╭──

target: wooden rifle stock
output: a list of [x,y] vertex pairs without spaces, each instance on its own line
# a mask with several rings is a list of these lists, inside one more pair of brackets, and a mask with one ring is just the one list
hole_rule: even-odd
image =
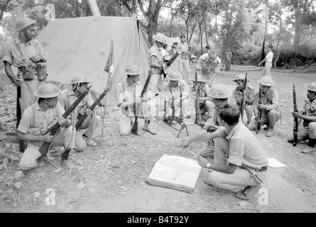
[[241,121],[244,119],[244,111],[246,106],[246,99],[247,99],[247,72],[246,72],[245,79],[244,80],[244,91],[242,96],[242,102],[240,106],[240,114],[241,116]]
[[[148,74],[148,76],[147,77],[146,81],[145,82],[145,85],[143,86],[143,90],[141,91],[141,98],[143,98],[143,94],[147,91],[147,88],[148,87],[149,82],[151,81],[151,72],[150,72]],[[135,87],[135,92],[136,92],[136,87]],[[136,98],[136,93],[135,93],[134,97]],[[139,108],[141,108],[141,104],[139,105]],[[134,114],[135,114],[135,121],[133,125],[133,127],[131,128],[131,133],[134,135],[138,135],[138,117],[136,116],[136,105],[135,101],[134,104]]]
[[[78,106],[78,104],[80,103],[80,101],[85,98],[85,96],[89,93],[89,90],[90,89],[91,86],[87,87],[86,90],[80,94],[80,96],[75,101],[75,102],[72,104],[72,105],[70,106],[70,107],[68,108],[68,109],[65,111],[65,113],[62,114],[62,117],[65,119],[67,119],[67,118],[71,114],[72,111]],[[55,135],[58,131],[58,130],[60,128],[60,124],[58,122],[55,123],[55,125],[52,126],[50,129],[50,134],[51,135]],[[44,156],[46,152],[48,150],[50,143],[52,142],[45,142],[40,148],[39,151],[42,156]]]
[[[259,84],[259,94],[258,94],[258,104],[262,104],[262,90],[261,90],[261,83]],[[260,132],[260,128],[261,128],[261,115],[262,109],[258,109],[258,119],[257,126],[256,127],[256,133],[258,134]]]
[[[104,89],[104,91],[101,94],[101,95],[99,96],[99,98],[97,99],[97,100],[93,103],[92,105],[91,105],[90,107],[89,107],[89,109],[90,111],[93,111],[93,109],[97,106],[97,105],[99,104],[99,103],[102,100],[102,99],[107,94],[107,92],[109,91],[109,88],[107,88]],[[85,120],[88,117],[88,115],[87,113],[85,113],[78,120],[78,121],[76,123],[76,130],[80,131],[81,129],[81,127],[82,126],[82,123],[85,121]]]
[[[21,78],[20,76],[18,74],[18,77]],[[16,96],[16,128],[18,128],[18,125],[20,124],[21,118],[22,118],[22,113],[21,110],[21,86],[16,86],[16,92],[17,92],[17,96]],[[24,143],[23,140],[18,140],[18,148],[19,150],[21,153],[24,153],[24,150],[26,150],[26,145]]]
[[[298,106],[296,104],[296,92],[295,92],[295,84],[293,84],[293,111],[298,112]],[[294,125],[293,125],[293,146],[296,146],[298,144],[298,118],[294,117]]]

╰──

_The request_
Rewrite the listing above, replacing "vertex pairs" with "coordinate pairs" and leaving everything else unchanged. Omit the picture from your version.

_Right answer_
target: wooden rifle stock
output: a list of [x,y] coordinate pairs without spaces, each instance on its own line
# a mask with several rings is a list of these lists, inside one more pair of brackets, and a mask with one ring is just the one list
hole_rule: even-odd
image =
[[241,121],[244,119],[244,111],[246,106],[246,99],[247,99],[247,72],[246,72],[245,79],[244,80],[244,91],[242,96],[242,102],[240,106],[240,114],[241,116]]
[[[148,74],[148,76],[147,77],[146,81],[145,82],[145,85],[143,86],[143,90],[141,91],[141,98],[143,98],[143,94],[147,91],[147,88],[148,87],[149,82],[151,81],[151,72],[150,72]],[[135,87],[135,92],[136,92],[136,87]],[[136,98],[136,93],[135,93],[134,97]],[[139,108],[141,108],[141,104],[139,105]],[[134,114],[135,114],[135,121],[133,125],[133,127],[131,128],[131,133],[134,135],[138,135],[138,117],[136,116],[136,105],[135,101],[134,104]]]
[[[78,106],[78,104],[80,103],[80,101],[85,98],[85,96],[89,93],[89,90],[90,89],[91,86],[87,87],[86,90],[80,94],[80,96],[75,101],[75,102],[72,104],[72,105],[70,106],[70,107],[68,108],[68,109],[65,111],[65,113],[62,114],[62,117],[65,119],[67,119],[67,118],[71,114],[72,111]],[[55,135],[58,131],[58,130],[60,128],[60,124],[58,122],[55,123],[55,125],[52,126],[50,129],[50,134],[51,135]],[[44,156],[46,152],[48,150],[50,143],[52,142],[45,142],[40,148],[39,151],[42,156]]]
[[[259,84],[259,94],[258,94],[258,104],[262,104],[262,90],[261,90],[261,83]],[[260,132],[260,128],[261,128],[261,115],[262,109],[258,109],[258,119],[257,126],[256,127],[256,133],[258,134]]]
[[[104,89],[104,91],[101,94],[101,95],[99,96],[99,98],[97,99],[97,100],[93,103],[92,105],[91,105],[90,107],[89,107],[89,109],[90,111],[93,111],[93,109],[97,106],[97,105],[99,104],[99,103],[102,100],[102,99],[107,94],[107,92],[109,91],[109,88],[107,88]],[[85,120],[88,117],[88,115],[87,113],[85,113],[78,120],[78,121],[76,123],[76,130],[80,131],[81,129],[81,127],[82,126],[82,123],[85,121]]]
[[[21,78],[20,76],[18,74],[18,77]],[[16,96],[16,128],[18,128],[18,125],[20,124],[21,118],[22,118],[22,113],[21,110],[21,86],[16,86],[16,92],[17,92],[17,96]],[[24,143],[23,140],[18,140],[18,148],[19,150],[21,153],[24,153],[24,150],[26,150],[26,145]]]
[[[298,106],[296,104],[296,92],[295,92],[295,84],[293,84],[293,111],[298,112]],[[294,125],[293,125],[293,146],[296,146],[298,144],[298,118],[294,117]]]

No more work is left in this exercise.